(TRY IT): Transcribe the portion of the OVID career piece that begins with the words containing "As our first" and ends with "in healthcare communications.".

::: PASSAGE

My Path to OVID

My Path to OVID

As our first OVID intern, and now permanent member of the OVID team, Junior Account Executive Maddy tells us what drew her to working in healthcare communications.

I’m no psychologist but I imagine most would concur that impressions left on you during childhood in some way, shape or form influence your choice of profession. I was therefore fortunate to have grown up in a small village near the Wellcome Genome Campus, a hidden hub of the world’s foremost organisations in genomics and computational biology nestled in the Cambridgeshire countryside. When I was little, the flashes of futuristic buildings I could glimpse behind the estate’s fenced leafy perimeter gave me the impression of a Bond villain’s impenetrable lair. I later learned that the institute’s purpose, far from malign, was to sequence the human genome as part of a collaborative international project to revolutionise our understanding of human biology and pave the way for personalised medicine and targeted therapies.

There is perhaps some metaphor to be gleaned from the mystery of this covert campus for what drew me to career in health and life science communications: the mission of enabling life science organisations to extend their reach from “behind the fence”, by engaging with patients and policymakers and telling their stories in accessible, creative and inspiring ways. Reflecting on my first two months at OVID, it has been exciting to see the power of integrated campaigns for achieving change, and the meaningful collaborations that position patients as coproducers of their health outcomes.

::::::
::: ENTRIES SUPPLIED

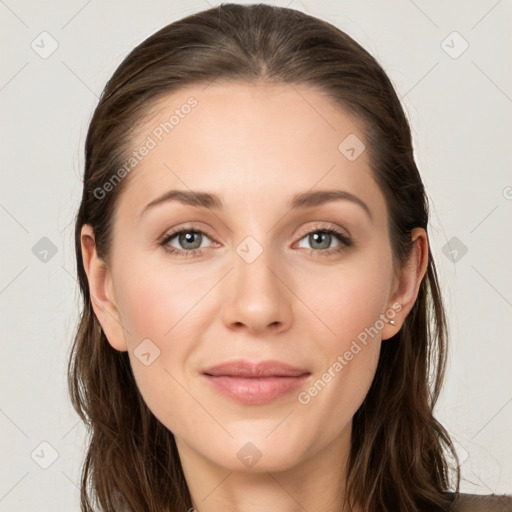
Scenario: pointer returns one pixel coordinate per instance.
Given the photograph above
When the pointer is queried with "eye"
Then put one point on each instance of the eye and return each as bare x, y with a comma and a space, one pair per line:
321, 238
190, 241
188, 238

::::::

(RESPONSE TO THE TASK):
As our first OVID intern, and now permanent member of the OVID team, Junior Account Executive Maddy tells us what drew her to working in healthcare communications.